Set down the records below in full, exactly as they read.

◇ ◇ ◇

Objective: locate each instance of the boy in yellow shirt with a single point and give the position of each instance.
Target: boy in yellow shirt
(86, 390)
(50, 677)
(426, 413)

◇ ◇ ◇

Output for this exercise
Objective: locate each instance of the boy in yellow shirt with a single point and give the position of each instance.
Target: boy in yellow shirt
(86, 390)
(50, 677)
(426, 413)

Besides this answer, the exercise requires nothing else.